"""

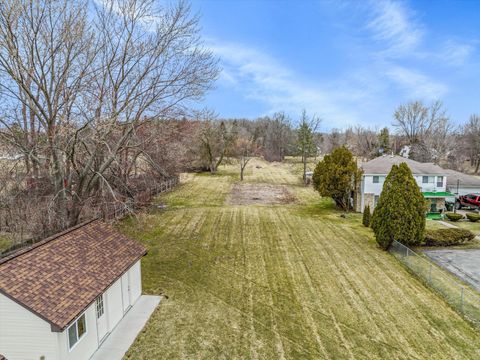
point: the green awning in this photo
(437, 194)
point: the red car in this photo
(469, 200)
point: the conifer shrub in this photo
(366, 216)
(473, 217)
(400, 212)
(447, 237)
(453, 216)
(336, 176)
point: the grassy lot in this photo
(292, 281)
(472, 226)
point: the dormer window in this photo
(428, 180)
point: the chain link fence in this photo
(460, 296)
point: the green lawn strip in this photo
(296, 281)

"""
"""

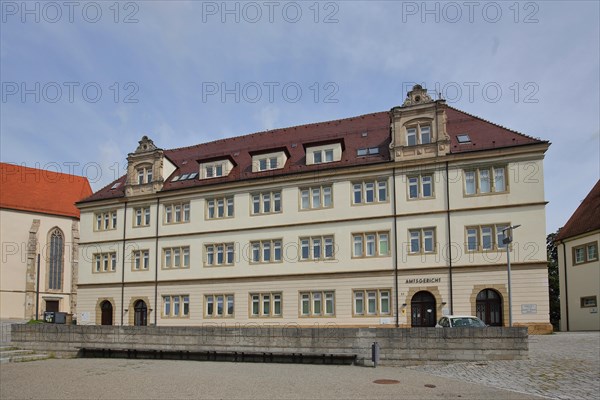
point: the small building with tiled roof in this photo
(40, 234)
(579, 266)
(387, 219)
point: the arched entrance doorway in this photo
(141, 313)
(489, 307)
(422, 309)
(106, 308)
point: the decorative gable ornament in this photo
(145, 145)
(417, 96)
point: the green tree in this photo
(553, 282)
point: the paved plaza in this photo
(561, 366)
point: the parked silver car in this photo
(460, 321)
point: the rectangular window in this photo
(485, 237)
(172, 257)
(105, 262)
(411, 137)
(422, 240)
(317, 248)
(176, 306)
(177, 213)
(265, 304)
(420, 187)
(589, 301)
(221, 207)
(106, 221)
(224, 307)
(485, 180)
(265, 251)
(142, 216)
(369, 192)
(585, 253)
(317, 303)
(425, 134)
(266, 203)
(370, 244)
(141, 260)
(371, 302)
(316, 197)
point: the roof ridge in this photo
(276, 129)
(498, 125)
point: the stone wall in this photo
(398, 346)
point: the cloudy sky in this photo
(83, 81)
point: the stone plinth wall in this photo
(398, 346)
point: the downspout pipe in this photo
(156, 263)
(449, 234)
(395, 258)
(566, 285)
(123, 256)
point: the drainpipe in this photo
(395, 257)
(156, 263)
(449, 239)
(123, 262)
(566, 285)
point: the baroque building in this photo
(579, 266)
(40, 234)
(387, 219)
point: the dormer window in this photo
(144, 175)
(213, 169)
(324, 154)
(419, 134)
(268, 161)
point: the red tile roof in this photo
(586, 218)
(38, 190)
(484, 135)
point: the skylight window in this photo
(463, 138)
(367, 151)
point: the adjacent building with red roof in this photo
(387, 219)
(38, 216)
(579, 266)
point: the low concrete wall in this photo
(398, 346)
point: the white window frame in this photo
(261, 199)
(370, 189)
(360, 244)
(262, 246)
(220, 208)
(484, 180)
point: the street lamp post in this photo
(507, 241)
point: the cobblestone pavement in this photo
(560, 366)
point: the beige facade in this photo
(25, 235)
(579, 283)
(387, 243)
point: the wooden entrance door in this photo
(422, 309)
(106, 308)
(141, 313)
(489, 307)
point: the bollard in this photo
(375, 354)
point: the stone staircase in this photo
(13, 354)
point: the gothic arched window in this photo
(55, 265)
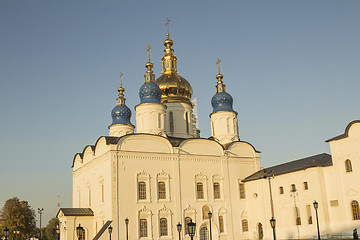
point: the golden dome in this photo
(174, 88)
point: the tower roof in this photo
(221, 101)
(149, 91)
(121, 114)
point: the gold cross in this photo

"""

**Written problem:** Lay out the lines of the records as a JSON list of strings, one string per line with blank lines left out, starting at the line that contains "point: the stone staircase in this photo" and ending at the line that contains "point: the gold cross in this photo". Leave the pictures out of the answer.

**Full response:**
[
  "point: the stone staircase in this photo",
  "(13, 354)",
  "point: the gothic arched window in this photo",
  "(55, 265)",
  "point: the golden dome in this photo",
  "(174, 88)",
  "point: the tower roof in this photo",
  "(221, 101)",
  "(149, 91)",
  "(121, 114)",
  "point: the gold cross in this photo"
]